(Referring expression data)
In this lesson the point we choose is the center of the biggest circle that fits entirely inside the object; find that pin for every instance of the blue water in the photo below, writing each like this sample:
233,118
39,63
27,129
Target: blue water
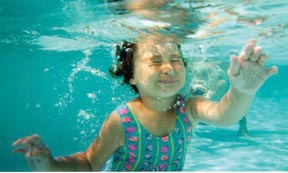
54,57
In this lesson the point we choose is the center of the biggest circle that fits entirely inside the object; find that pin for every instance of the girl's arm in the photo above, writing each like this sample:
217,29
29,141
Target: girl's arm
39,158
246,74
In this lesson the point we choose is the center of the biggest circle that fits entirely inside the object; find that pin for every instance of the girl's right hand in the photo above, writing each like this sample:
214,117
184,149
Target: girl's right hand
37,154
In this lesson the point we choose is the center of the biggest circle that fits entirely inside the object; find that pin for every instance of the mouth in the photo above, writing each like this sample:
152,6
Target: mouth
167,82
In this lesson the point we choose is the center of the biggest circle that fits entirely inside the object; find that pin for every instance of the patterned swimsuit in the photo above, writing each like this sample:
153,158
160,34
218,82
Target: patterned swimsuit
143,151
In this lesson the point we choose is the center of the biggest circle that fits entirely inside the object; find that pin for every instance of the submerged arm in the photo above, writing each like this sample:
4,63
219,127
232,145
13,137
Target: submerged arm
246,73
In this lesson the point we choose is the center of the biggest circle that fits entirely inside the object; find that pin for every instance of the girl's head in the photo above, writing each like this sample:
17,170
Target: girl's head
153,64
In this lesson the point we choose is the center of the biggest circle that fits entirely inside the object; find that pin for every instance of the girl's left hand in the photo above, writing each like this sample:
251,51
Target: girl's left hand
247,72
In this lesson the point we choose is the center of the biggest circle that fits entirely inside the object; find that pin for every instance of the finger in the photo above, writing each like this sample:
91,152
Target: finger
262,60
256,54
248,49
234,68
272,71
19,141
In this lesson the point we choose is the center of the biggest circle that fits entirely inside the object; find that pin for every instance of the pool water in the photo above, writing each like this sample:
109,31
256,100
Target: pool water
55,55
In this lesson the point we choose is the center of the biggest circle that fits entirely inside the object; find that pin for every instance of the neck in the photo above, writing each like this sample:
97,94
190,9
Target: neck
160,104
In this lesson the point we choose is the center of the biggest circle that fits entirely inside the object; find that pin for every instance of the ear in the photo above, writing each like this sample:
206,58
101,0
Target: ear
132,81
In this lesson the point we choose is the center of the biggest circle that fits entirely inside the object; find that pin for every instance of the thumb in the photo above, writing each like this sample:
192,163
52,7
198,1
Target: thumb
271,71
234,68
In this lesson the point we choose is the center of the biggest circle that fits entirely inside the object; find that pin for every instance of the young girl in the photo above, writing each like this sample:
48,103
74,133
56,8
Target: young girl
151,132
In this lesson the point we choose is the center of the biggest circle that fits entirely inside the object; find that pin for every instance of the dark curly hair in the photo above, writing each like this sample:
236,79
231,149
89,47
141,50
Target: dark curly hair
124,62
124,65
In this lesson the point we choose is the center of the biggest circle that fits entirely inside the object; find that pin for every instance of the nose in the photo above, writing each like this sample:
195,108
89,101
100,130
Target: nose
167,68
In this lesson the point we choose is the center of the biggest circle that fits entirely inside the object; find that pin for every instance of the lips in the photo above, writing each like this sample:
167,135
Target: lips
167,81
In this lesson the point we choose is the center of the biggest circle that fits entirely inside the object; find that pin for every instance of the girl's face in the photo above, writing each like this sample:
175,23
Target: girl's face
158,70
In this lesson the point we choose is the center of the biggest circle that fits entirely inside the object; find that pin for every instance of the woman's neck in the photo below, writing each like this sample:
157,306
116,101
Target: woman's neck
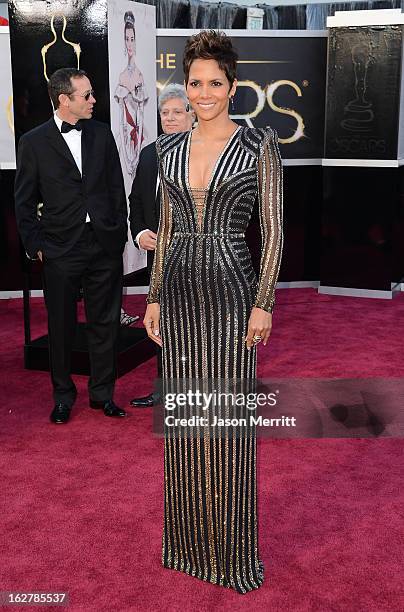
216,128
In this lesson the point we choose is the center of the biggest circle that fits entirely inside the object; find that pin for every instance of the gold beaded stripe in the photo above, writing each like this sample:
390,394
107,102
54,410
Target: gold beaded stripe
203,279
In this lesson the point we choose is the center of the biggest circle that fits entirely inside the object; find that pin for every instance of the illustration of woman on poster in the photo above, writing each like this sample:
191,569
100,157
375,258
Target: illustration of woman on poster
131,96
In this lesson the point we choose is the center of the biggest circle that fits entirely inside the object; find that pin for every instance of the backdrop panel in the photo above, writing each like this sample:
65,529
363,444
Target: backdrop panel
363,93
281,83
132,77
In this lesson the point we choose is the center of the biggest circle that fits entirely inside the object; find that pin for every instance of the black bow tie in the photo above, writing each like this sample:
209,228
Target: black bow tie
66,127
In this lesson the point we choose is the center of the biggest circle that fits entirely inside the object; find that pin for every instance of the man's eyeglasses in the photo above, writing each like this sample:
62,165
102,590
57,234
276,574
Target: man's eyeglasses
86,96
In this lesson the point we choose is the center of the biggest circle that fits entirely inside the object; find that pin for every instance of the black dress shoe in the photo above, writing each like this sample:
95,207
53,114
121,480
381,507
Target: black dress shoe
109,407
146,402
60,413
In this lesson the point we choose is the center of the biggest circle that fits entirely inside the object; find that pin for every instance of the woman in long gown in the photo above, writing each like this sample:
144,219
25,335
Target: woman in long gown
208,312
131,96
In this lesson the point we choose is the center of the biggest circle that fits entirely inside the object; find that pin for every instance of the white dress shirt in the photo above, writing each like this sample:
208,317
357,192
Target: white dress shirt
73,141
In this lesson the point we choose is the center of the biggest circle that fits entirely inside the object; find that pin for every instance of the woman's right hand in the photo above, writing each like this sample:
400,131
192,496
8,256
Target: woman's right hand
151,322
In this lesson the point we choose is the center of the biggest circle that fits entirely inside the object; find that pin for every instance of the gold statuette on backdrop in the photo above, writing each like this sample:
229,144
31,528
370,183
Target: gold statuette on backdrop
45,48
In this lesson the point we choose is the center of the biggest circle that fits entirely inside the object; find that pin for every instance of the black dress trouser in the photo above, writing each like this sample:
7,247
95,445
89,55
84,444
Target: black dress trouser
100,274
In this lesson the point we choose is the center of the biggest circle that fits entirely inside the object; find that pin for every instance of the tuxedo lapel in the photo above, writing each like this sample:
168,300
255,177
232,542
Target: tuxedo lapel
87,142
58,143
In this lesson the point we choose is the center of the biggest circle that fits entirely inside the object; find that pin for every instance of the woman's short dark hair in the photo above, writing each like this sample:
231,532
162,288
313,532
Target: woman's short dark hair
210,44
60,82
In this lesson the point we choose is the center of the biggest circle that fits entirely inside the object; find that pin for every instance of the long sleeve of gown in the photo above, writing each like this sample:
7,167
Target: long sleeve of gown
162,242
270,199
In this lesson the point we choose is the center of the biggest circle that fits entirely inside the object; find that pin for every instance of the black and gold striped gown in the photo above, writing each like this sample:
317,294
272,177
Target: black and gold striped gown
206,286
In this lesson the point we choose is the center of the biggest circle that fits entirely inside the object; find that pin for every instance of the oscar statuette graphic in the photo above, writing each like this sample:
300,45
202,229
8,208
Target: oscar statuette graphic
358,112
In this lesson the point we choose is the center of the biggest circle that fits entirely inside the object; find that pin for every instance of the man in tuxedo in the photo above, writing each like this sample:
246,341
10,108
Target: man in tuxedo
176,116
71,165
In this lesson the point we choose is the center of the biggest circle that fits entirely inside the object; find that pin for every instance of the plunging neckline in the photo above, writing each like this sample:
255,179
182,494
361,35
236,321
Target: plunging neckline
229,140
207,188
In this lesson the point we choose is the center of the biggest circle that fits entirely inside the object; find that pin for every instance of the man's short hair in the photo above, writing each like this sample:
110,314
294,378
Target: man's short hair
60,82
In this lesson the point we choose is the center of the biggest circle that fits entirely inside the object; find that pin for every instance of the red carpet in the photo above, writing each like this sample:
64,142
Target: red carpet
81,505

_ACTIVITY_:
Your task is to set down each line above verbatim while excluding the pictures.

_TASK RESULT_:
In this lesson the point we choose is the center of the biggest circle that fits entirely inside the object; find that pin for every instance of the blue water in the photo below, writing each like this sample:
233,118
39,63
27,129
Target: blue water
54,57
In this lesson the point we choose is the center of the biggest circle that fits entirely inside the object; find that pin for every instance of the girl's arm in the photo above, writing each like this sample:
217,29
29,141
Target: girl's arm
39,158
246,74
In this lesson the point we choose is the center of the biggest circle that fits entirely inside the object; find that pin for every instance of the girl's right hand in the photo above, writing each like this sample:
214,117
184,149
Target: girl's right hand
37,154
In this lesson the point we choose is the center of the biggest circle that fits entirely inside the object; find that pin for every instance of the mouth in the photo above, writing each like this sample:
152,6
Target: mouth
167,82
In this lesson the point we choose is the center of the biggest circle that fits entirely inside the object; find that pin for every instance of the patterned swimsuit in the photo above, writing each like this sample:
153,158
160,34
218,82
Target: patterned swimsuit
143,151
In this lesson the point we choose is the center of the biggest circle that fits entirely inside the object; find that pin for every instance of the submerged arm in the photo above, writing each like this sample:
4,63
219,127
232,145
13,137
Target: submerged arm
246,73
In this lesson the point we choose is the center of the biggest circle that fits entirely inside the object; find that pin for every instance of the girl's head in the photo above, writing each like this sample:
17,170
Target: girl's head
153,64
In this lesson the point we choose is the center of the biggest circle that fits entirely inside the object; find that pin for every instance of the girl's left hand in the photo above, writing each like this sample:
251,51
Target: girl's left hand
247,72
In this lesson the point we choose is the center of the biggest circle that fits entirely inside the object; find that pin for every instance of the finger in the photo above, writing each like this sample:
91,152
Target: finger
262,60
256,54
248,49
234,68
272,71
19,141
In this lesson the point we choose is the center of the biggest circle that fits entirely inside the object; find that pin for every instance of the pool water in the photo above, writing each like this sample:
109,31
256,100
Target: pool water
55,55
In this lesson the point we choose is the center of the biggest circle that fits entirely inside the object; find that pin for every instance of the neck in the photo above, writing each like this sample:
97,94
190,9
Target: neck
160,104
In this lesson the point we choose is the center of the biggest circle that fits entirely inside the object; find that pin for every instance of the ear in the photo above, writing each like this sample:
206,58
101,0
Target: ear
132,81
In this lesson the point we choose is the center of the biggest circle that fits entirely inside the object; find that pin for every instance of the thumb in the photo above, writing each like this sample:
192,163
52,7
198,1
Target: thumb
271,71
234,68
In this lesson the point we choose is the center of the biggest circle that fits entirely inside the object; find that pin for every instance of the young girl in the photo above, writing each like this sample:
48,103
74,133
56,8
Target: young girl
151,132
In this lesson the point we choose is the center of the biggest circle that fits entirely inside the object; find that pin for every instance of the dark curly hair in the photo above, writing each like this sample:
236,79
231,149
89,47
141,50
Target: dark curly hair
124,62
124,65
In this lesson the point we choose is the center of the biggest circle that fits entirely inside the object; find that pin for every instance of the nose in the photo above, writing each like this sample:
195,108
89,101
100,130
Target: nose
167,68
In this lesson the point we choose is the center of the biggest circle that fits entirely inside the object; find that pin for every instance of the lips in the photo above, writing each like this sample:
167,135
Target: lips
167,81
In this lesson the point we choose is the center of the biggest circle that fits entirely inside the object; find that pin for every instance of the girl's face in the photo above, writing each like this sample:
175,23
Target: girl's face
158,70
In this lesson the point we choose is the center of the biggest circle that fits entirely inside the object; find that pin for every instance of the woman's neck in the photo below, writing each like this sample:
157,306
116,101
Target: woman's neck
216,128
In this lesson the point we choose is the center of the biggest circle that fits entirely inside the object; find that pin for every instance of the gold beaded stripe in the photo above, writing each like this sample:
390,394
107,102
54,410
Target: gold beaded stripe
203,279
In this lesson the point we choose is the center of the biggest circle that fits entirely inside the object; find that pin for every instance of the illustration of woman on poster in the photo above, writing each like this sample:
191,569
100,157
375,258
Target: illustration of woman on poster
131,96
In this lesson the point we choose is the center of the biggest circle that fits entirely inside the object; find that pin for every instance of the backdrop panel in the photo above, writing each like this sample:
65,529
363,444
Target: backdrop panel
363,93
281,83
132,77
In this lesson the point we choose is the center of the biggest circle that fits entirely inside the object; find that pin for every instance of the black bow tie in the photo above, writing each like this sample:
209,228
Target: black bow tie
66,127
In this lesson the point we choose is the center of the biggest circle that fits entirely inside the object; find that pin for every instance of the man's eyeglasses in the photo above, writing each like this sample:
62,165
102,590
57,234
276,574
Target: man's eyeglasses
86,96
In this lesson the point we choose is the center of the biggest circle that fits entirely inside the object; find that pin for every instance of the black dress shoe in the photo above, writing each like this sample:
95,207
53,114
121,480
381,507
Target: black dress shoe
109,407
146,402
60,413
In this lesson the point we choose is the center of the biggest circle that fits entirely inside the object; find that pin for every instance of the woman in long gown in the photo above, writing each like this sample:
144,219
25,335
Target: woman in long gown
208,312
131,96
In this lesson the point we choose is the center of the biggest circle that fits entirely inside the object; find that pin for every instance of the white dress shirt in the photo above, writing each like this sample:
208,317
357,192
Target: white dress shirt
73,141
In this lesson the point we choose is the center of the biggest circle that fits entirely inside the object; find that pin for every instance of the woman's right hand in the photo above, writing each like this sample:
400,131
192,496
8,256
Target: woman's right hand
151,322
In this lesson the point we choose is the center of the biggest circle that fits entirely inside the object; find that pin for every instance of the gold statuette on backdrop in the photo above, writing each like this sample:
229,144
31,528
370,183
Target: gold statuette on backdrop
45,48
In this lesson the point we choose is the center of the biggest circle that fits entirely inside the object; find that pin for every instance of the black dress trouser in the photo above, writing each like this sample:
7,247
95,445
89,55
84,444
Target: black dress trouser
100,274
In this lesson the point we choose is the center of the biggest circle that fits entirely inside the object; find that pin for every instance of the tuxedo lapel in the photo above, writing each like this sample:
168,300
255,177
232,542
Target: tuxedo lapel
87,142
58,143
In this lesson the point we choose is the center of the biggest circle that fits entirely inside the object; find that pin for every instance of the woman's short dark hair in the photo above, writing each like this sample:
231,532
162,288
313,532
Target: woman's short dark hair
210,44
60,82
In this lesson the point we choose is the center of the biggest circle that fits entirely inside the object; find that pin for every instance of the long sleeve of gown in the photo above, writing each like this sample:
7,167
Target: long sleeve of gown
162,242
270,199
In this lesson the point we choose is the center of the biggest circle that fits entirely inside the object; find that pin for every instance of the black and gold striped gown in the photo above, writing each like this sample:
317,294
272,177
Target: black and gold striped gown
206,286
In this lesson the point we choose is the center of the biggest circle that fits entirely inside the object; find that pin for every instance of the oscar statuette graphic in the photo above, writing each like this sample:
300,45
202,229
8,208
Target: oscar statuette graphic
358,112
In this lesson the point we choose is the center of the biggest circle that fits entirely inside the object; find that pin for every instance of the man in tuxedo in the photo above, writing each like this sample:
246,341
10,108
Target: man in tuxedo
176,116
71,165
In this lesson the point we choose is the center of the biggest circle that fits entirely inside the object; find that pin for every instance of the plunging neckline in the photo above, writing each like this sample:
255,179
182,494
361,35
236,321
Target: plunging neckline
229,140
207,188
In this lesson the point we choose is the center of the biggest circle that fits entirely inside the object; find that pin for every instance of the man's short hair in the photo above, writing each like this sample:
110,314
294,378
Target: man's short hair
60,82
In this lesson the point we choose is the center of the biggest circle that fits entirely inside the object; find that pin for every instance of the red carpet in the photo above, writing each like this sample:
64,142
Target: red carpet
81,505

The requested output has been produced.